### [WORK TO DO]
(a) From the post on the Democratic primary below, copy the part that opens with the words containing "Republicans will also" and closes with "general election challenges.".
(b) Answer these questions from the post on the Democratic primary below:
(i) Who wrote the piece that the post quotes?
(ii) Which state does the post link to Jewish voters?
(iii) What word did Obama use to describe small-town voters?

— Start DOCUMENT EXTRACT —

Nary a hard question from supporters
Hammer. Nail. Head. John F. Harris & Jim Vandehei explain the nuances of the Democrat primary, and their point is positively spot-on:
Why, ask many Democrats and media commentators, won’t Hillary Rodham Clinton see the long odds against her, put her own ambitions aside, and gracefully embrace Barack Obama as the inevitable Democratic nominee?
Here is why: She and Bill Clinton both devoutly believe that Obama’s likely victory is a disaster-in-waiting. Naive Democrats just don’t see it. And a timid, pro-Obama press corps, in their view, won’t tell the story.
But Hillary Clinton won’t tell it, either. A lot of coverage of the Clinton campaign supposes them to be in kitchen-sink mode — hurling every pot and pan, no matter the damage this might do to Obama as the likely Democratic nominee in the fall. In fact, the Democratic race has not been especially rough by historical standards.
What’s more, our conversations with Democrats who speak to the Clintons make plain that their public comments are only the palest version of what they really believe: that if Obama is the nominee, a likely Democratic victory would turn to a near-certain defeat. Far from a no-holds-barred affair, the Democratic contest has been an exercise in self-censorship.
Rip off the duct tape and here is what they would say: Obama has serious problems with Jewish voters (goodbye Florida), working-class whites (goodbye Ohio) and Hispanics (goodbye, New Mexico).
Republicans will also ruthlessly exploit openings that Clinton — in the genteel confines of an intraparty contest — never could. Top targets: Obama’s radioactive personal associations, his liberal ideology, his exotic life story, his coolly academic and elitist style.
This view has been an article of faith among Clinton advisers for months, but it got powerful new affirmation last week with Obama’s clumsy ruminations about why “bitter” small-town voters turn to guns and God. There’s nothing to say that the Clintonites are right about Obama’s presumed vulnerabilities. But one argument seems indisputably true: Obama is on the brink of the Democratic nomination without having had to confront head-on the evidence about his general election challenges.

— End DOCUMENT EXTRACT —
— Start EXTRACTED MATERIAL —

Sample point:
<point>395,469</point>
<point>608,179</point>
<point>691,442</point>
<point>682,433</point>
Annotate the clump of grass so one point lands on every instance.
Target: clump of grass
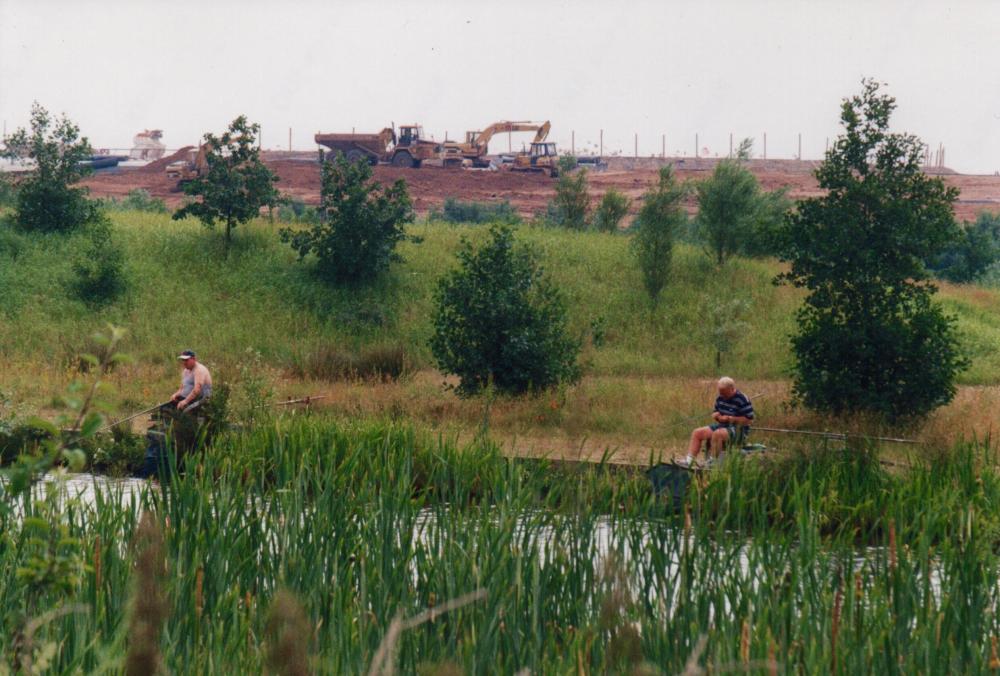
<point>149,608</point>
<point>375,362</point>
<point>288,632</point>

— End EXTRACTED MATERIAL —
— Start EXTRACTED MATERIAL —

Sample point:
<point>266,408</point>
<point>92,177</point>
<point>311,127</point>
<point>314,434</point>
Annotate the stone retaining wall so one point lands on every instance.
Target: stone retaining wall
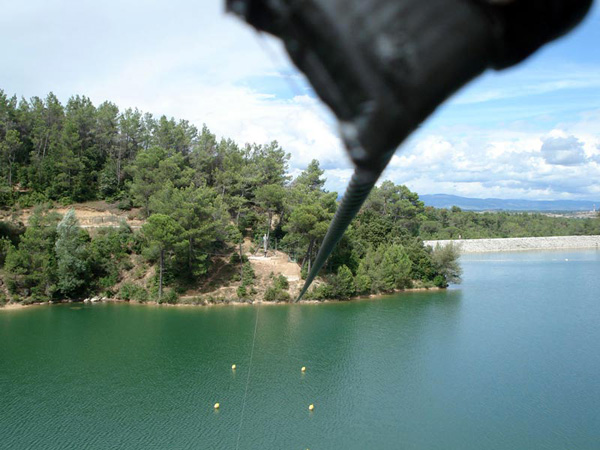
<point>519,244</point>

— End EXTRACTED MATERIAL —
— Start EXTRACTED MATERIAL —

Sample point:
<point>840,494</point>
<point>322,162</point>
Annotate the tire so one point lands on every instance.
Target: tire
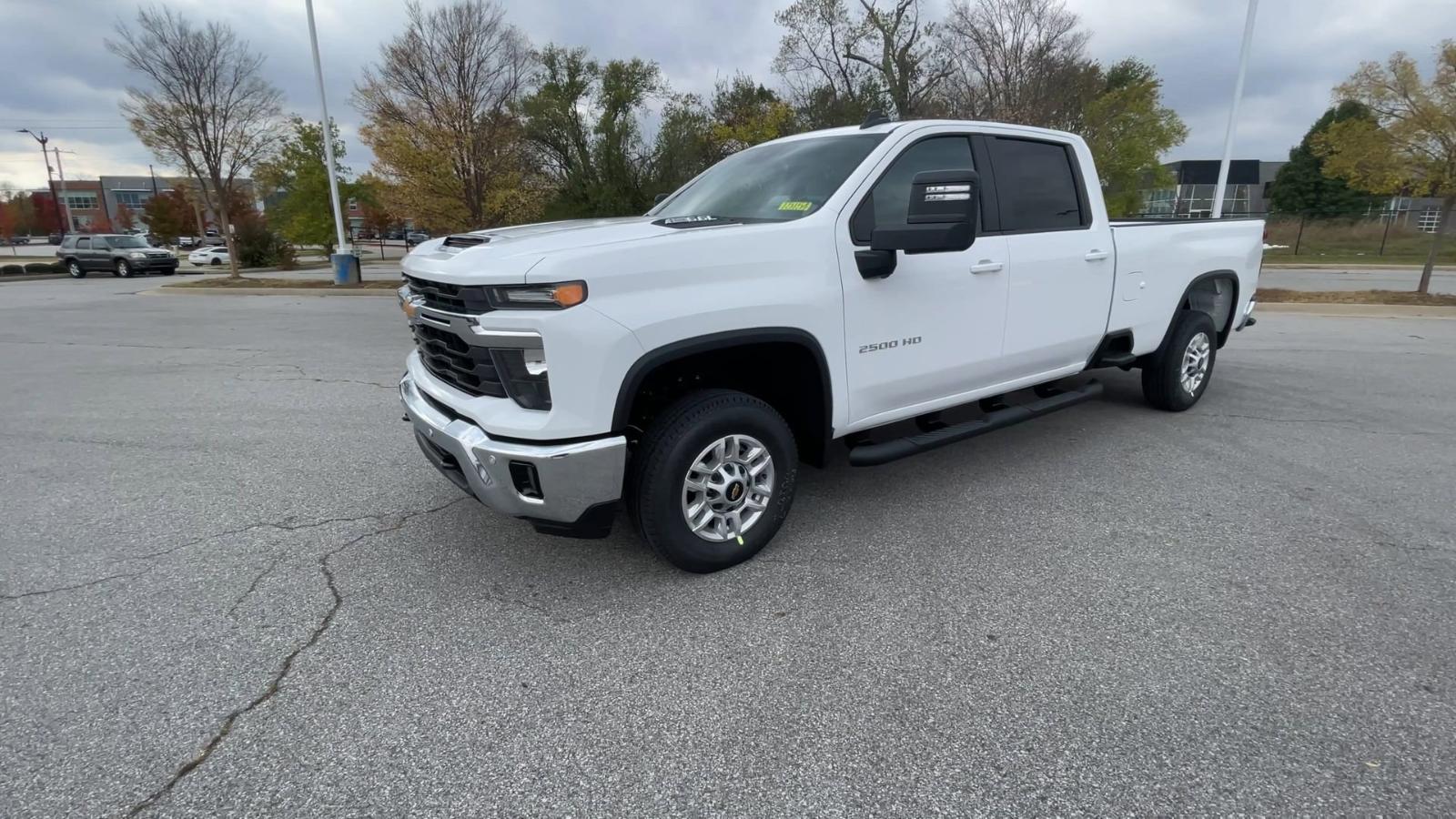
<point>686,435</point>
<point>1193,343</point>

— End EXTRACTED MATERIAL —

### [EXERCISE RESPONSES]
(a)
Republicans will also ruthlessly exploit openings that Clinton — in the genteel confines of an intraparty contest — never could. Top targets: Obama’s radioactive personal associations, his liberal ideology, his exotic life story, his coolly academic and elitist style.
This view has been an article of faith among Clinton advisers for months, but it got powerful new affirmation last week with Obama’s clumsy ruminations about why “bitter” small-town voters turn to guns and God. There’s nothing to say that the Clintonites are right about Obama’s presumed vulnerabilities. But one argument seems indisputably true: Obama is on the brink of the Democratic nomination without having had to confront head-on the evidence about his general election challenges.

(b)
(i) John F. Harris & Jim Vandehei
(ii) Florida
(iii) "bitter"